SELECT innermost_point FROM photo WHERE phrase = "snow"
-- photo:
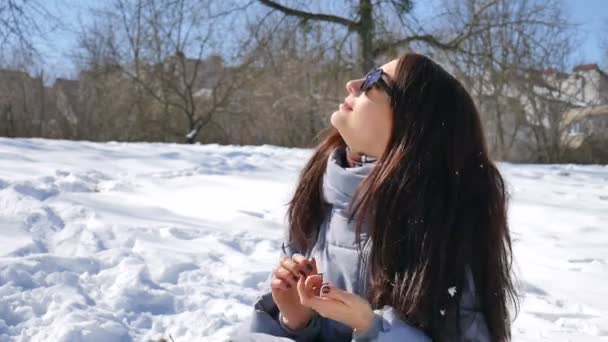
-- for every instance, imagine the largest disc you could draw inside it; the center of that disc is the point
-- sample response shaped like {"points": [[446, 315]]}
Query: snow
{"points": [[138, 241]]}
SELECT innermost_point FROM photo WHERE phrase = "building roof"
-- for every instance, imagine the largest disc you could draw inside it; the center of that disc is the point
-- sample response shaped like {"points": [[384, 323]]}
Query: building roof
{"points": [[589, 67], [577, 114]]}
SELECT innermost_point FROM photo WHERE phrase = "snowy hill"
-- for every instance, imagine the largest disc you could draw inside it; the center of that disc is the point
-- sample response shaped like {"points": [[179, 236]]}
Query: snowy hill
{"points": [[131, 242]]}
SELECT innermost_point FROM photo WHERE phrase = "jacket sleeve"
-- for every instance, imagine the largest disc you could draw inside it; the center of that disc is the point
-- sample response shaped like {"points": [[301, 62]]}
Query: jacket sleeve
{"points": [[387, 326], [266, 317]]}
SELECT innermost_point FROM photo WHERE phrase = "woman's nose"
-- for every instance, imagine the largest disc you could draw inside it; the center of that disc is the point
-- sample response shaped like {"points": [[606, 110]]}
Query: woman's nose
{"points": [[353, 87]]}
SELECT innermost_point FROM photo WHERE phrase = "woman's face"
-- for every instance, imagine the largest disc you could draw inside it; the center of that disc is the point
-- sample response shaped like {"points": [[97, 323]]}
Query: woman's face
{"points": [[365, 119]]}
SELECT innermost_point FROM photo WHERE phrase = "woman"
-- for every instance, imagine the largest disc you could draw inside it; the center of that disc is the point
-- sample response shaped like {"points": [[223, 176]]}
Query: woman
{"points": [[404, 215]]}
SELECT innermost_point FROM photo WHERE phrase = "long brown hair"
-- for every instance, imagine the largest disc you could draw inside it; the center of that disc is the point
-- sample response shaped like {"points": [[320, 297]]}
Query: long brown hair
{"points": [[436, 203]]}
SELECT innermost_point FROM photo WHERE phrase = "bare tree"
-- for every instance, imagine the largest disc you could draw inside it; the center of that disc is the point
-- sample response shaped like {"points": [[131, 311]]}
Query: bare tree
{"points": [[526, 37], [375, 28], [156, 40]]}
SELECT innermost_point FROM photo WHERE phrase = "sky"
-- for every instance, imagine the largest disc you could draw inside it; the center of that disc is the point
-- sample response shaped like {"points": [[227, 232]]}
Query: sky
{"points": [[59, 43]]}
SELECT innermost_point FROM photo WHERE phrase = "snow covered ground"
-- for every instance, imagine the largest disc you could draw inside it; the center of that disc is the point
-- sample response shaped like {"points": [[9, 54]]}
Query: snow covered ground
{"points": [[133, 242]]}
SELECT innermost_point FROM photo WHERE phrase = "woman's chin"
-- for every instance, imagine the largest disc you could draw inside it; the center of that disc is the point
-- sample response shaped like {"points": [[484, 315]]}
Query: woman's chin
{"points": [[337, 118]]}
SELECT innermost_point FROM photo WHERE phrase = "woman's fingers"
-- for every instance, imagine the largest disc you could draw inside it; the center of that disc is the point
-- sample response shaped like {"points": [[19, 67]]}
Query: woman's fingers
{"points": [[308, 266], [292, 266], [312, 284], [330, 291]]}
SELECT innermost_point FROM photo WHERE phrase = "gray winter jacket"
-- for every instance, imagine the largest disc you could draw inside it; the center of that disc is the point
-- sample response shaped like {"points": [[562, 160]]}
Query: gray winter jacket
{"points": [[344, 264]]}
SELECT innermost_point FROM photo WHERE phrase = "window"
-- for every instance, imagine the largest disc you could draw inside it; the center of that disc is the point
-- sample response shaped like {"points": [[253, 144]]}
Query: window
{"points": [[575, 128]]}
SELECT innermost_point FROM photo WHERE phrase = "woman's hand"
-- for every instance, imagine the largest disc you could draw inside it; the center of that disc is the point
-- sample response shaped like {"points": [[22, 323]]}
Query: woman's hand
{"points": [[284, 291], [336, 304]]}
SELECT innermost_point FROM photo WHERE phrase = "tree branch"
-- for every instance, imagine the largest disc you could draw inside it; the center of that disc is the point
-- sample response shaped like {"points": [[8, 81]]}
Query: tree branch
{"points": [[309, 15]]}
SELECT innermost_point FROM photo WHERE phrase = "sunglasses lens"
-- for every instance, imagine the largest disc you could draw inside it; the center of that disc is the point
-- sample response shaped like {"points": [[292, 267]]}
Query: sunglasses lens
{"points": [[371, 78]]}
...
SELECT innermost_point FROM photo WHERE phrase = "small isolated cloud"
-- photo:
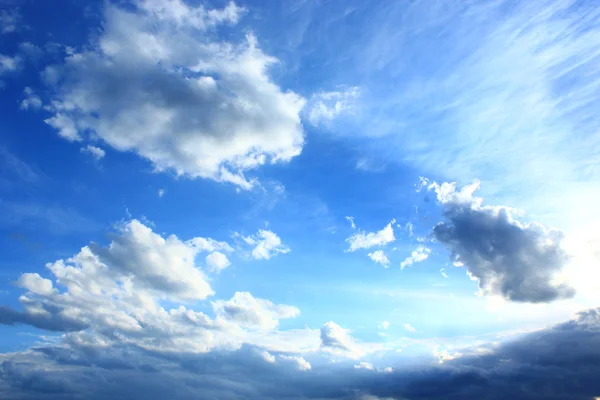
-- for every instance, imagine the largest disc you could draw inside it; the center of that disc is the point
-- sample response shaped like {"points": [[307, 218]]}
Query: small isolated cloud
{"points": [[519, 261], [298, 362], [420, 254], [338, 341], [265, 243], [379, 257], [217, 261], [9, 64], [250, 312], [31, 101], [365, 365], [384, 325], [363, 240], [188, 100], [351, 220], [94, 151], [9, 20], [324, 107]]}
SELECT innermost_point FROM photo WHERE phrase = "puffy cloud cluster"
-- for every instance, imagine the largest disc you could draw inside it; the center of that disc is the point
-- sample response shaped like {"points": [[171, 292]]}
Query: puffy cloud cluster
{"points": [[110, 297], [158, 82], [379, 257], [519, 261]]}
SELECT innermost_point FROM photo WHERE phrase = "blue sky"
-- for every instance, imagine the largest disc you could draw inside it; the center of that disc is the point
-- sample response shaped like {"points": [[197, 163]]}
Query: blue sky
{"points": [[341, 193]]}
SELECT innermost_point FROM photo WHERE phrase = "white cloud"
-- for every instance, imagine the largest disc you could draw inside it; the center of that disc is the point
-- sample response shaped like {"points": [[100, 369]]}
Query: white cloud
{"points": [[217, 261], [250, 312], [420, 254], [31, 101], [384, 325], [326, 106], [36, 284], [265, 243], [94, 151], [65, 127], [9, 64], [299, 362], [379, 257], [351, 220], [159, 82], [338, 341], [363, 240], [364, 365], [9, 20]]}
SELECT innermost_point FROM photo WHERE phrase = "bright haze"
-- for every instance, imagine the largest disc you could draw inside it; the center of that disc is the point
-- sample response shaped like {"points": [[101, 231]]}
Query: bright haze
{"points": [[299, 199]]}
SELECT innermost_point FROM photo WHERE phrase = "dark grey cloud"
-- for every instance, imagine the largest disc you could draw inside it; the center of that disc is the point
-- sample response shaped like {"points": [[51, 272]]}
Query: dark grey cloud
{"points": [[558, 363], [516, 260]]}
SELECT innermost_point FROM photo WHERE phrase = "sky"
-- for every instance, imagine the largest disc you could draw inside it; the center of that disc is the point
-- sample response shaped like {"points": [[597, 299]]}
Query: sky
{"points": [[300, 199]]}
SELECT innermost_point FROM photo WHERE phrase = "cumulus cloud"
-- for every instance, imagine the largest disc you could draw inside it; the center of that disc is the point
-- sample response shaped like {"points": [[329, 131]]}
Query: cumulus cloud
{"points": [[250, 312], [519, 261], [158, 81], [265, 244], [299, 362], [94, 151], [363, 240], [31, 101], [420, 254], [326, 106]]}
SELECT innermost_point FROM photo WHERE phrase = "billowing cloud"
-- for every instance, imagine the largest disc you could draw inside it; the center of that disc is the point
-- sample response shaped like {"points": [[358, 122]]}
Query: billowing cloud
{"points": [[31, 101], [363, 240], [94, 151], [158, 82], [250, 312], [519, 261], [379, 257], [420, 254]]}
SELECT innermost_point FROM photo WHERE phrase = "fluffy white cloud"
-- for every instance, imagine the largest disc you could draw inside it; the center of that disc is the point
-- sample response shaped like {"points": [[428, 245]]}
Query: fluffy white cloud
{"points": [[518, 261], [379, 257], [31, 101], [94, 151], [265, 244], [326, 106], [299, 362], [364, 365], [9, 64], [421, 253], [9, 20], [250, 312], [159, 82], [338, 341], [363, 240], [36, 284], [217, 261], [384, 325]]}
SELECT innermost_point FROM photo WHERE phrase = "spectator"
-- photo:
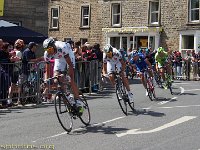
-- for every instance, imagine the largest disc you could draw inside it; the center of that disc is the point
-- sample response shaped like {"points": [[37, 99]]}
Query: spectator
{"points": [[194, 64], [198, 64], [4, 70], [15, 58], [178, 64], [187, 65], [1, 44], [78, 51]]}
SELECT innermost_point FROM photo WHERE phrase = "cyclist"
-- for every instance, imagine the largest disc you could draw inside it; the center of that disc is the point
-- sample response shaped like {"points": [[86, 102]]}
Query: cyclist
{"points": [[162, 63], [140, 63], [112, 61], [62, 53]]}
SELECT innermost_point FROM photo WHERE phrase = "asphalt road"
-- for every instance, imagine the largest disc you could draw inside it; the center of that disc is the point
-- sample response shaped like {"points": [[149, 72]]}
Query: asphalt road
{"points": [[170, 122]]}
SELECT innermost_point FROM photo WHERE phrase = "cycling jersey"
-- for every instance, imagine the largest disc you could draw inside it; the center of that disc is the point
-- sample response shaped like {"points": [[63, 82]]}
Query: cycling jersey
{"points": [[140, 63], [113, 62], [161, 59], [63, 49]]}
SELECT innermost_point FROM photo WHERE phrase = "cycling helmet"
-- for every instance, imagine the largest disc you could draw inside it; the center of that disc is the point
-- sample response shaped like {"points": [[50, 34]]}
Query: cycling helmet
---
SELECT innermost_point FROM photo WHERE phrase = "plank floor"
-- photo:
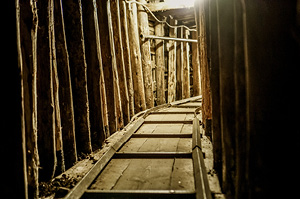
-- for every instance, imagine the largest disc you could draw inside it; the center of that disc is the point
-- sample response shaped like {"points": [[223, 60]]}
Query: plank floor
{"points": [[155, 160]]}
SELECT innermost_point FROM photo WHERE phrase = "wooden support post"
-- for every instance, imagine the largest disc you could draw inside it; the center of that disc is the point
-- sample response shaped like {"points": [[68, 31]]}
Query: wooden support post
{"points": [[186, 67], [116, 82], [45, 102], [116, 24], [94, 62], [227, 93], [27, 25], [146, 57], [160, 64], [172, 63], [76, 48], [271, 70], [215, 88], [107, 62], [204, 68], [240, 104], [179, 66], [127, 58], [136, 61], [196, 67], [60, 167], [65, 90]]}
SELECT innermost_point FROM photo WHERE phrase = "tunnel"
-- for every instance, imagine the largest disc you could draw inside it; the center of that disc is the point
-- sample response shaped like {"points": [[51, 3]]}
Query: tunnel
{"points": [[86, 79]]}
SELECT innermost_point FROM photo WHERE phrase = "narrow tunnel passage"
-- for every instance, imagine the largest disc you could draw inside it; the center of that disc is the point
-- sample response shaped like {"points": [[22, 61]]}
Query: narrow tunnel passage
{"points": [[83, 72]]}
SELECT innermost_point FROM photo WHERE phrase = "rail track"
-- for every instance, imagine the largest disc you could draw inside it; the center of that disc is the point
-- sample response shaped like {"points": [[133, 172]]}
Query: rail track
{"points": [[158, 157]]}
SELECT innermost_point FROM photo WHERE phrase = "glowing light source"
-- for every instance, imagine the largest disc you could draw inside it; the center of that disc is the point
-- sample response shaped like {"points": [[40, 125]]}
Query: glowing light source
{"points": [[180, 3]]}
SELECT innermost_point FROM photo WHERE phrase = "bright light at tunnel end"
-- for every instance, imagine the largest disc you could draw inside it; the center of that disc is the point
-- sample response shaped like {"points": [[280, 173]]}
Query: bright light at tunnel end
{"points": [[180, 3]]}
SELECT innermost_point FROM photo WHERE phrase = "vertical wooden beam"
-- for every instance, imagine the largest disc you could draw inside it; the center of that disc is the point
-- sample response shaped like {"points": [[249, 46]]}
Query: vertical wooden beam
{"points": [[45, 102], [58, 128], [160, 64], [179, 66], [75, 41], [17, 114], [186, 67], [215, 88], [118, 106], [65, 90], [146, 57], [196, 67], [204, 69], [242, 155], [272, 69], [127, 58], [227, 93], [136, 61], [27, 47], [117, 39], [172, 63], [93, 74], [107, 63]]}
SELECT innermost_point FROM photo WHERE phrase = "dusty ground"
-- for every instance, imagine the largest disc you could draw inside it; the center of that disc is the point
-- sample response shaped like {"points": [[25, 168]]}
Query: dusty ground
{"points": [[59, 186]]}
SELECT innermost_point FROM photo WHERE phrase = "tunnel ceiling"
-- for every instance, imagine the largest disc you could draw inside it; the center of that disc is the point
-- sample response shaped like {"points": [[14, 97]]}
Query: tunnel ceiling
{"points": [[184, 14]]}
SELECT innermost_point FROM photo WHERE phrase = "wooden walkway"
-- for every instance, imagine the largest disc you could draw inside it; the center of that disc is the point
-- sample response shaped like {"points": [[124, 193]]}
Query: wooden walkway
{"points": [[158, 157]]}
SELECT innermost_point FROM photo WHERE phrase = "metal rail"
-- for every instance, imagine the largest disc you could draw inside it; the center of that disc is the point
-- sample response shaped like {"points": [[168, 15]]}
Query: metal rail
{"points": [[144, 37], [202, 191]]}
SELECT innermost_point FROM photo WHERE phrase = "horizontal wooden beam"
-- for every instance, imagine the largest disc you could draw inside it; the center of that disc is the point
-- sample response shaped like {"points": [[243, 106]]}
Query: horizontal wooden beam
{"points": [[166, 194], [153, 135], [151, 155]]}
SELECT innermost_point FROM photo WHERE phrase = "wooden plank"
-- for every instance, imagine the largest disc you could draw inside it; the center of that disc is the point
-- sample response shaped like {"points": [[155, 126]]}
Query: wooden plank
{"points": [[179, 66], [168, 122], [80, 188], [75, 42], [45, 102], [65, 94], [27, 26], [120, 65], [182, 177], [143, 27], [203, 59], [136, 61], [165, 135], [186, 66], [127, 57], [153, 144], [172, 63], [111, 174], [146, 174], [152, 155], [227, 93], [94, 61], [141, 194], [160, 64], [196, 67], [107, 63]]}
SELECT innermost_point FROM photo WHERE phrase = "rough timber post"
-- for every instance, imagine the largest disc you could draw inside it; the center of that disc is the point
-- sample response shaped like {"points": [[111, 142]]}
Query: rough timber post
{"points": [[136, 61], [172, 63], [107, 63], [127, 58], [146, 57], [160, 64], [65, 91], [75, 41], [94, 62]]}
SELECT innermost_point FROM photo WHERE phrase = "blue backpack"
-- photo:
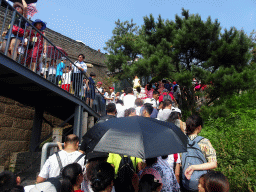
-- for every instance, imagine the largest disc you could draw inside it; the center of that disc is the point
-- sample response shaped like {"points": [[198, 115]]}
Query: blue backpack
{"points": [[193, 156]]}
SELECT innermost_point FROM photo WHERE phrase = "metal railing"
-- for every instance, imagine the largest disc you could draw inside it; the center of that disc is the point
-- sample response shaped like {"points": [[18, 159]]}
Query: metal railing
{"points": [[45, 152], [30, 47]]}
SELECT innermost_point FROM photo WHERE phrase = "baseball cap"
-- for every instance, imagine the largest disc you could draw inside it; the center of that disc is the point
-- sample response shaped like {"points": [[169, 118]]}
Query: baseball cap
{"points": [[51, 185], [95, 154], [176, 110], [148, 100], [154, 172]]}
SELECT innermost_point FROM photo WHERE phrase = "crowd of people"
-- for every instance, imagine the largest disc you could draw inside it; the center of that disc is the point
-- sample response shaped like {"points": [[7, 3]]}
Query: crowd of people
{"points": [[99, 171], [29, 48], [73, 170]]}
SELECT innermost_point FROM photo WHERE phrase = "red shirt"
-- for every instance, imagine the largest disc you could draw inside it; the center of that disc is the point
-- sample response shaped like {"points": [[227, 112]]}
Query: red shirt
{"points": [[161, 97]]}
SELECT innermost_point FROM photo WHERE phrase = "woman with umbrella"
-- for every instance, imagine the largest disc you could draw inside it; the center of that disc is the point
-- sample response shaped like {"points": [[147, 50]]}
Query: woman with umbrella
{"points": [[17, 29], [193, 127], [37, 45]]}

> _Work order_
Which lines in the data hold the string "helmet"? Copy each of them.

> _Result of the exercise_
SELECT innermost_point FROM photo WHERE phrase = "cycling helmet"
Query: cycling helmet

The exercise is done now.